── EXTRACTED DATA

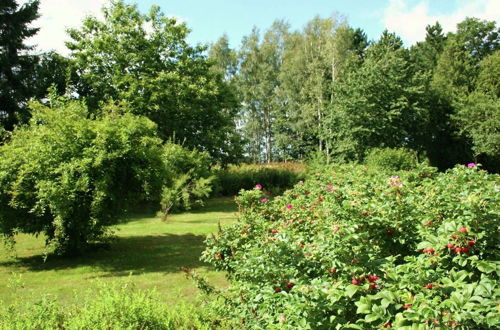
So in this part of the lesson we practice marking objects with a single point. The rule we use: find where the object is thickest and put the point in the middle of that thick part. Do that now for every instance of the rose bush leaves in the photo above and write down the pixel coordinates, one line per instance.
(363, 249)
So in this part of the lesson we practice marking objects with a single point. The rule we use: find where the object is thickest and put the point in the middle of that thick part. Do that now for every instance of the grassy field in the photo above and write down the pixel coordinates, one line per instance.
(147, 254)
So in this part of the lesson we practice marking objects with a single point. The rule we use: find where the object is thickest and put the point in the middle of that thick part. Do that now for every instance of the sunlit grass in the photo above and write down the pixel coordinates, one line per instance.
(147, 253)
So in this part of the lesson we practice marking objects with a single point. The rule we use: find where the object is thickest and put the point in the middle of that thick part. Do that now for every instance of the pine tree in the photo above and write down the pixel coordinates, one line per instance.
(16, 65)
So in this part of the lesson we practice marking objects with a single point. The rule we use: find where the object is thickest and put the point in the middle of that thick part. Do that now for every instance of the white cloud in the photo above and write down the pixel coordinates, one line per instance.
(58, 15)
(410, 22)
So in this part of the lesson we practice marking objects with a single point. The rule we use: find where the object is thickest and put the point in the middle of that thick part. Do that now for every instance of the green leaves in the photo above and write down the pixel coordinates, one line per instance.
(155, 73)
(70, 177)
(356, 223)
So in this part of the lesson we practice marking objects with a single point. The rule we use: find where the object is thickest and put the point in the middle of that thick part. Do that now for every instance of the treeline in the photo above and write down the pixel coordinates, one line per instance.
(327, 88)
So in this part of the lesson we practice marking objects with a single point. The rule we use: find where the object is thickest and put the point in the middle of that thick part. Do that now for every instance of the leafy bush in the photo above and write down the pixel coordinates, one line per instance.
(70, 177)
(109, 307)
(395, 159)
(358, 248)
(276, 176)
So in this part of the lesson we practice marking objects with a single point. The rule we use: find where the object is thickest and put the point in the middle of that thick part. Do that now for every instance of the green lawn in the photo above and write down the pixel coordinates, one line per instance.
(147, 253)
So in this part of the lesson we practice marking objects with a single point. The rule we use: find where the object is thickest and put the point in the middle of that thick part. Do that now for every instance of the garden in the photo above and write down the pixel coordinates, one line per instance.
(305, 179)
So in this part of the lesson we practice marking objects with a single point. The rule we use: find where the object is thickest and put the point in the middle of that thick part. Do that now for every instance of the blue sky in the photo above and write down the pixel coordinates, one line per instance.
(209, 19)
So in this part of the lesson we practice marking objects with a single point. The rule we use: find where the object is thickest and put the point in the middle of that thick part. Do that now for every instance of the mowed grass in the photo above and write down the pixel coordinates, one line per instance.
(147, 253)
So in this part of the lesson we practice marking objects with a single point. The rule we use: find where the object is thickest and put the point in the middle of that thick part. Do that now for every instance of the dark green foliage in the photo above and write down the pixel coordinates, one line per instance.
(392, 159)
(156, 74)
(377, 104)
(275, 178)
(353, 247)
(16, 67)
(70, 177)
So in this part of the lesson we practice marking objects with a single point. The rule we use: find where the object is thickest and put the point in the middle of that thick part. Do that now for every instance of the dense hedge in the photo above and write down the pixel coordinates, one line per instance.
(357, 248)
(277, 176)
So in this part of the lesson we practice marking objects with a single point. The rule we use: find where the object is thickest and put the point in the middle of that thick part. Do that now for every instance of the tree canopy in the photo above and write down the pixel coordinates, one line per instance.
(16, 65)
(143, 62)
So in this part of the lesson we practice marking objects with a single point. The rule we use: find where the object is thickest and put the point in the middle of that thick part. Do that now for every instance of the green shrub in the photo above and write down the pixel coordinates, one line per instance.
(70, 177)
(44, 314)
(108, 307)
(275, 177)
(353, 247)
(392, 159)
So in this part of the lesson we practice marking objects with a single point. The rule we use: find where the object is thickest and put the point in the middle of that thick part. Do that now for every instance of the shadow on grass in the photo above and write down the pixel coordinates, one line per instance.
(137, 254)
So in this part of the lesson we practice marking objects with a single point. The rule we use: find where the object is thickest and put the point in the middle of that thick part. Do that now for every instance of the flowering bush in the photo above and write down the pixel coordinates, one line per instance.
(357, 248)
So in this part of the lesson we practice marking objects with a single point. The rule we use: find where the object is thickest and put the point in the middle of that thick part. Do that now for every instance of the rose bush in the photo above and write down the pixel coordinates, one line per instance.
(357, 248)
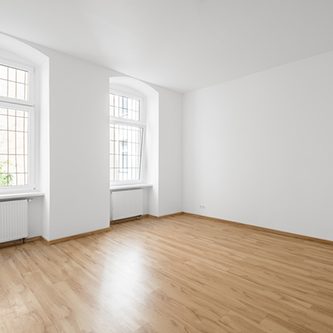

────

TASK TO CARRY OUT -
Swap "thickest" for "widest" in everything from the line containing "of the flowering" down to the end of the entries, keeping all else unchanged. Leave the pictures out.

RESPONSE -
So in this part of the lesson we practice marking objects with a single point. The rule we use: find where the object is widest and put the point in the middle of that thick part. Do that now for every instance of the flowering bush in the photo above and write down the pixel coordinates, one line per instance.
(357, 248)
So in this part of the lesson we practice marking objects with a single point. The rule we use: find where the object is widest and put the point in the middle of that thick part. Do that now for every instance of the rose bush in the photo above and write down the pixel coordinates, one line per instance.
(357, 248)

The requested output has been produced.